====== SOURCE

While I understood what Harry meant, and didn't think it was meant as judgement, I knew as I was reading it that if that was my family pics, I prolly woulda had a :grumble: uh.. poor reaction.

I've read enough of Harry's posts to know he's not a slammer of innocents.

I think a case of expressing an opinion that's fine, but shared within a not-so-great scenario.

The internet is weird. I refrain from pics because they just seem so personal. and like.. "nekkid" in a way. :hrm: So easy to comment on pics and have it taken in a way not intended.

I'm also not a fan of gratuitous insincere facebook type comments of "oh how pretty" unless I truly mean it. So my post earlier was sincere!

Cordial respones from both. I hope KY and Harry stay okie doke. I love all my pallies here and the fun and useful input.


On another note!............... this thread makes me think it would be fun to start a thread of pics from all of us, showing funny weird ******* stuff we do, 'cause you all know we are a make-it-do resourceful bunch. And we would have some doozies. Mine, of course would not show my face LOL cause like I said, pics on the internet make me feel exposed and vulnerable in an uncool way. :shrug:


----------



## Harry Chickpea (Dec 19, 2008)

I do wish all the best to kycountry and family. I try to look beyond the clothes (no, not THAT way- git yer mind outta the gutter  ) to the people. I know folks find dressing everyone the same can be fun. I don't, but to fully explain why would be too long and also get into areas that aren't anyone's business.


----------



## unregistered358967 (Jul 17, 2013)

You guys are the real deal. . Thanks for sharing!


----------



## unregistered358967 (Jul 17, 2013)

Oh - the picture of you and your pup and daughter on the porch...I love her boots!!


----------



## 7thswan (Nov 18, 2008)

tab said:


> Nice looking family and critters! Yum, squirrel, that is good pan fried in a cast iron skillet.
> 
> Now as to pink camo. I kind of like it! My mother was always trying to put me in pink, I used to hate it. Blue, whether on jeans, t-shirt or on a gun barrell was more my style.....and they say deer are colorblind so the pink means I guess one can be a bit girlie.
> 
> Those photos captured some moments of what looks like a lovely family on a beautiful day.


Ya, my pink cammo comment was just my frustration at seeing so much while looking for pretty fabric with roses on it(recently for a quilt). Zero,none,notta. Glad I had bought enough years back when I saw it.


----------



## SouthBrookFarm (Jan 29, 2003)

I'm not a hunter, but I believe that every time I've seen hunters around here, they were wearing camo clothing, so the clothing in the pics seemed perfectly normal to me. (One of my daughters chose to wear camo to middle school almost every day for a while, too). Back in the day, my Dad and older brothers wore whatever warm clothes they had available when they went squirrel hunting - don't know if camo was sold in stores then, but if it was, my mother wouldn't have bought it unless it was really cheap. I loved the pics and think you all are a nice-looking family, kycountry. I have a pic of a similar house where my parents lived soon after they got married .... I would say my house looks like that under the vinyl siding that the previous owner installed ... except that I have a concrete porch.


----------

============
====== DATASET SECTION

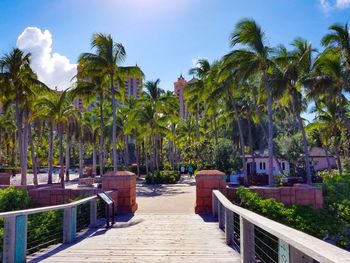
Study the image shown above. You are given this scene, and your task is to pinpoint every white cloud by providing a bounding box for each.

============

Rewrite the passage of the forum thread from "Oh - the picture" up to and including "cast iron skillet.", changing "critters" to "animals".

» EXERCISE RESPONSE:
Oh - the picture of you and your pup and daughter on the porch...I love her boots!!


----------



## 7thswan (Nov 18, 2008)

tab said:


> Nice looking family and animals! Yum, squirrel, that is good pan fried in a cast iron skillet.